*Problem description*. In the data below, replace "leg" with "foot" and give back only the lines from the one containing "Indicate the man's" up to and including the one containing "point(88, 198)", with everything else unchanged.

*Stored records*.
::::

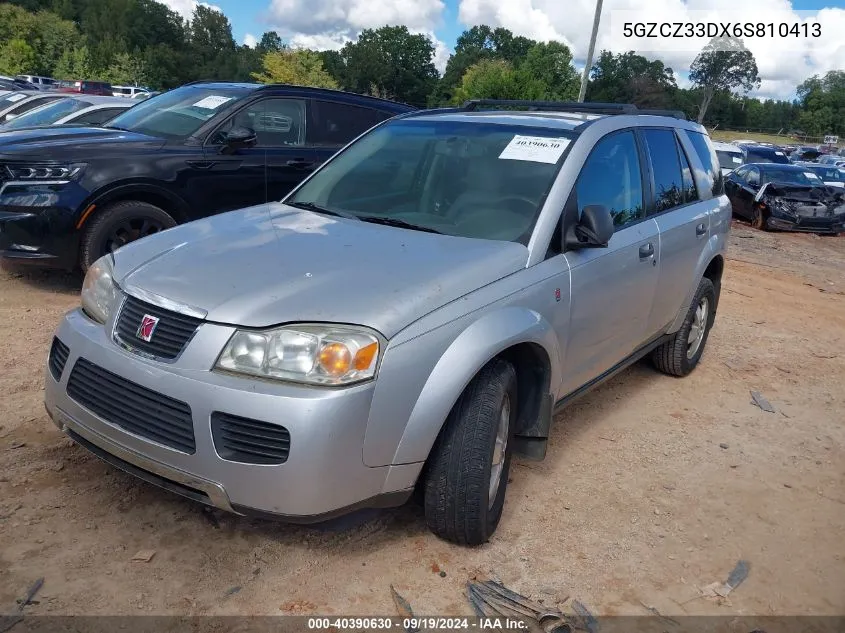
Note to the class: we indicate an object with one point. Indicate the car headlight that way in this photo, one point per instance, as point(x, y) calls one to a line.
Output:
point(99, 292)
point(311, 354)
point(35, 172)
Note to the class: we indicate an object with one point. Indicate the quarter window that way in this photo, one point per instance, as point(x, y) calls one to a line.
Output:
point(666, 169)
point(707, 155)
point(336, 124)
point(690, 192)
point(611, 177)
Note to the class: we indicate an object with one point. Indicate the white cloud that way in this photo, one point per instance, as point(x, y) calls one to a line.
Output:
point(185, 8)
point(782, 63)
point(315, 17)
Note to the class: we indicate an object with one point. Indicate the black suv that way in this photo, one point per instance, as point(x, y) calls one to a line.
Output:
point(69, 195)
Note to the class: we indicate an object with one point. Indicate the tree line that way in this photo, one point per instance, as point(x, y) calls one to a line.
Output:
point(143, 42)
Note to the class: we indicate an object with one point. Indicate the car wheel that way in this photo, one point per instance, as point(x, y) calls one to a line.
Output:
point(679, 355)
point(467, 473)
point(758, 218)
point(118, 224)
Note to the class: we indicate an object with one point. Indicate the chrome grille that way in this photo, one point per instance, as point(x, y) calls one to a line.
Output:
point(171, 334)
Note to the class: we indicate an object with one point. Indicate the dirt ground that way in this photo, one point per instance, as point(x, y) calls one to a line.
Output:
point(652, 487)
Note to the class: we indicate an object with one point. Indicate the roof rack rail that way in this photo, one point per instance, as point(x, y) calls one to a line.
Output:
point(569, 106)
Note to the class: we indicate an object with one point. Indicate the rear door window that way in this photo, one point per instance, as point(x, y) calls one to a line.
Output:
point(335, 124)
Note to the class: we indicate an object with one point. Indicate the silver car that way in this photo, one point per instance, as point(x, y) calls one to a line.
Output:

::::

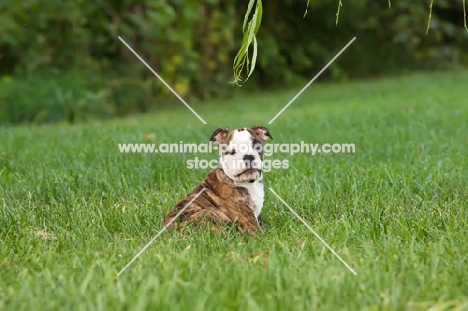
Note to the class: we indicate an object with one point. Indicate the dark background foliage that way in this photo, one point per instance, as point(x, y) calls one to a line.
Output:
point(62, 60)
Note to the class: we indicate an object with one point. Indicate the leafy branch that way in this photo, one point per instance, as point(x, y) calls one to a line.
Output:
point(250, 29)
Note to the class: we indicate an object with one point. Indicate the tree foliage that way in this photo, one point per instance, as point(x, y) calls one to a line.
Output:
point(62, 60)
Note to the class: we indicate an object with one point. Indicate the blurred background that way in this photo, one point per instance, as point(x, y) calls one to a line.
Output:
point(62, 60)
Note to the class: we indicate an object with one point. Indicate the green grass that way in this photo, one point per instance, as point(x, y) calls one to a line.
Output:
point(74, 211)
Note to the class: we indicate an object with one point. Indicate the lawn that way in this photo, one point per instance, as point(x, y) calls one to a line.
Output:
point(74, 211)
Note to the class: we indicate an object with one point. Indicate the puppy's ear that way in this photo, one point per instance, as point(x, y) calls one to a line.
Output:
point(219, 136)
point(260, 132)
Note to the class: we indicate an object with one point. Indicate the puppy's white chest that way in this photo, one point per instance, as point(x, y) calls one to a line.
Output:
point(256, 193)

::::

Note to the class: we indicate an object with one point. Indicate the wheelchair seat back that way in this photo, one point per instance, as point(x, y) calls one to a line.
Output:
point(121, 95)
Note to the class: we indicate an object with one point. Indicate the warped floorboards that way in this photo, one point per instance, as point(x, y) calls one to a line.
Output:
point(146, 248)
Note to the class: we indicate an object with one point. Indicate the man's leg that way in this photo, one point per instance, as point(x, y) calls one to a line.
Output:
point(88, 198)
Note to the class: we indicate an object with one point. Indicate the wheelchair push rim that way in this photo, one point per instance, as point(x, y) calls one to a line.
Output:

::::

*Full output*.
Note to the class: we indicate an object with one point. Indicate the man's foot that way in this photo, one point per instance, as point(x, y) calls one to a line.
Output:
point(88, 198)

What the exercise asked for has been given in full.